━━━━━ Stored data

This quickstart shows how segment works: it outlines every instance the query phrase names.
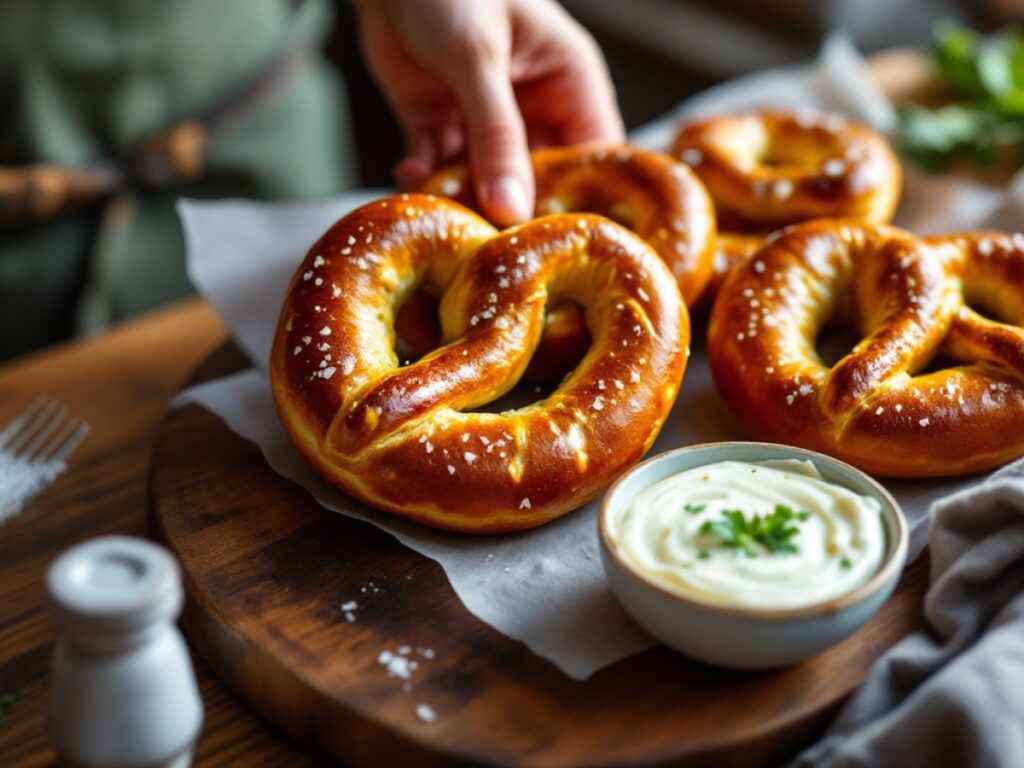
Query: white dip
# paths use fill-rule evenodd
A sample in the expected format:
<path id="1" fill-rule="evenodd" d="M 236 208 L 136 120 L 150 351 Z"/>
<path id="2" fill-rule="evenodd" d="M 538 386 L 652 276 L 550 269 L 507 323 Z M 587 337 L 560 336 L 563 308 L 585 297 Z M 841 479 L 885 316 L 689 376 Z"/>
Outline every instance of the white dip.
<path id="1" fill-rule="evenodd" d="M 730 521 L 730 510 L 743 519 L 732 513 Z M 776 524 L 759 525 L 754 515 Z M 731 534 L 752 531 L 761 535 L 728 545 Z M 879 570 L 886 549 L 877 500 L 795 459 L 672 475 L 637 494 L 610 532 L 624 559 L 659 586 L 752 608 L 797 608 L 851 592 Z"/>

━━━━━━━━━━
━━━━━ Stored data

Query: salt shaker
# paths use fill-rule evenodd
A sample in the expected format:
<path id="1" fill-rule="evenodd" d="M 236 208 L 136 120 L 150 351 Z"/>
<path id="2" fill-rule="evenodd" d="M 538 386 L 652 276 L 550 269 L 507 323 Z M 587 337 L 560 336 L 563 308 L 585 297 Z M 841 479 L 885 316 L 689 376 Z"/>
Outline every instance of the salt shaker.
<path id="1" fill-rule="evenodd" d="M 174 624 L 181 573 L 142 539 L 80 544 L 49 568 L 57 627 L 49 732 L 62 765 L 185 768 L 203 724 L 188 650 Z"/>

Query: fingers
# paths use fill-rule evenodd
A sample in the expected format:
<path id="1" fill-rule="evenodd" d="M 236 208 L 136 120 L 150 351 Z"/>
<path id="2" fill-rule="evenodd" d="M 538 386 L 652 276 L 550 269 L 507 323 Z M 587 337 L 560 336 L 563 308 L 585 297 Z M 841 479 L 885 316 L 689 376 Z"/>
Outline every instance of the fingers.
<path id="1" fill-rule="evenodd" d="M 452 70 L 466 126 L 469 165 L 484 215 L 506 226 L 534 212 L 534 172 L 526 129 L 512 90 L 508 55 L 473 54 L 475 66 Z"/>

━━━━━━━━━━

__What is needed__
Rewrite the lines starting at the one containing "This quickstart shows" and ending at the one containing "730 521 L 730", both included, as a JSON list of strings with one string per line. Leave out blank lines and the pictures.

__Written solution__
[
  "This quickstart shows how segment works: it outlines every instance the query phrase names.",
  "Query: white dip",
  "# paths use fill-rule evenodd",
  "A sample in the expected format:",
  "<path id=\"1\" fill-rule=\"evenodd\" d=\"M 236 208 L 136 120 L 150 351 Z\"/>",
  "<path id=\"2\" fill-rule=\"evenodd\" d=\"M 538 386 L 652 276 L 550 269 L 507 323 Z M 587 337 L 560 336 L 563 308 L 585 297 Z M 841 479 L 885 316 L 689 376 Z\"/>",
  "Outline every instance of the white dip.",
  "<path id=\"1\" fill-rule=\"evenodd\" d=\"M 730 521 L 730 510 L 743 519 L 732 513 Z M 776 524 L 759 525 L 754 515 Z M 731 534 L 752 531 L 761 535 L 728 545 Z M 879 570 L 886 549 L 877 500 L 795 459 L 672 475 L 637 494 L 610 532 L 624 559 L 659 586 L 752 608 L 797 608 L 851 592 Z\"/>"
]